_Task to carry out_
Recast each line of the items below as a Markdown table with the columns Row and Line. Number the rows and omit any blank lines.

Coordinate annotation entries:
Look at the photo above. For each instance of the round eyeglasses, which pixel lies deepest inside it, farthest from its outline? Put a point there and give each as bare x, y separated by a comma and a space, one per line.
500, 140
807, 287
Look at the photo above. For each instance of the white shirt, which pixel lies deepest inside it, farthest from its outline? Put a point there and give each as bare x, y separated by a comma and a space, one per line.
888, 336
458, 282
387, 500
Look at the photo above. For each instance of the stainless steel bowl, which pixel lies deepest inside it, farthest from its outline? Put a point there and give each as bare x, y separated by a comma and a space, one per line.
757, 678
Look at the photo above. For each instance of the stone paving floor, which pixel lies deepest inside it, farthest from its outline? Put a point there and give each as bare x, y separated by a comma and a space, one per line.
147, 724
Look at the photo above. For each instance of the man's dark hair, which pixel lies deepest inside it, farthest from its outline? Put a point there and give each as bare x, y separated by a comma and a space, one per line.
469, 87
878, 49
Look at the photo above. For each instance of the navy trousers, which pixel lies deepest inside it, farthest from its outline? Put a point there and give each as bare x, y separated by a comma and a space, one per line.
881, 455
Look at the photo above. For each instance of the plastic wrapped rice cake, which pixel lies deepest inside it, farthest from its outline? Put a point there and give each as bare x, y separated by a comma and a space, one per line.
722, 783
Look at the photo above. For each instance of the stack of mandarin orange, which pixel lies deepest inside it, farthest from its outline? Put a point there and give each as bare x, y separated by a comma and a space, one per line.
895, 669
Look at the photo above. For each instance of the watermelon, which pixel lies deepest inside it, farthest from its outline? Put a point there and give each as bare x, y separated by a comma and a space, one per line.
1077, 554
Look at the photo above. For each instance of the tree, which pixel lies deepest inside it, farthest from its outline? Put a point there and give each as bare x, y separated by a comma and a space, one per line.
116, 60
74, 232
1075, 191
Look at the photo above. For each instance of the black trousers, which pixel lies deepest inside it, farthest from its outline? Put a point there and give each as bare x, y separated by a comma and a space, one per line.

_Task answer_
| Row | Line |
|---|---|
| 1 | Look at the photo above. For each instance of the round eyeglasses, which pixel lies deepest inside it, farthest from its outline? Put a point there and give each as bare x, y separated by a comma and a space, one per line. |
| 2 | 500, 140 |
| 3 | 807, 287 |
| 4 | Look at the photo above. For each instance of the white shirt, which pixel lies deepest inside it, farthest from its outline? Put a point there and give each as bare x, y separated by a comma and a space, one per line. |
| 5 | 888, 336 |
| 6 | 458, 282 |
| 7 | 387, 500 |
| 8 | Look at the photo above. For each instance of the stainless steel bowl, which pixel lies deepest inside it, farthest from its outline? Put a point there and give each as bare x, y separated by a comma and a space, one per line. |
| 9 | 757, 678 |
| 10 | Look at the photo above. For each instance of the stone paving floor, which pixel lies deepest inside it, farthest from its outline? Put a point there and give each as bare x, y separated by a comma and a space, one per line. |
| 11 | 147, 724 |
| 12 | Look at the photo above. For each instance of the man's dark hair, which pixel lies deepest inside it, farthest from its outline? Put a point there and give each as bare x, y separated by a comma and a space, one per line. |
| 13 | 469, 87 |
| 14 | 878, 49 |
| 15 | Look at the photo above. For each instance of the navy trousers, which pixel lies deepest inside it, farthest from its outline? Put a point there and give each as bare x, y separated by a comma and a space, one per line. |
| 16 | 881, 455 |
| 17 | Look at the photo above. For each instance of the plastic wrapped rice cake, which pixel lies deepest inside it, farthest from its outline? Put a point there and give each as bare x, y separated by a comma and a space, one per line. |
| 18 | 722, 783 |
| 19 | Look at the photo above. For each instance of the stack of mandarin orange, which pixel lies deepest inside it, farthest from its outline? Put a point there and give each as bare x, y separated by a comma and a space, one per line. |
| 20 | 895, 669 |
| 21 | Look at the photo above. For each instance of the watermelon, which pixel lies deepest inside it, farthest from its outline? Put a point there and give each as bare x, y separated by a comma and a space, one per line. |
| 22 | 1077, 554 |
| 23 | Look at the photo above. For each instance of the tree, which pixel lies deepest inside it, farthest from its outline? Put a point there and give each as bare x, y separated by a comma and a space, one per line. |
| 24 | 116, 60 |
| 25 | 74, 232 |
| 26 | 1075, 191 |
| 27 | Look at the photo above. For each instance of the black trousers, which pixel lies deepest inside it, farthest from its outline? Put a point there and give each as bare x, y separated by a comma and a space, one per line. |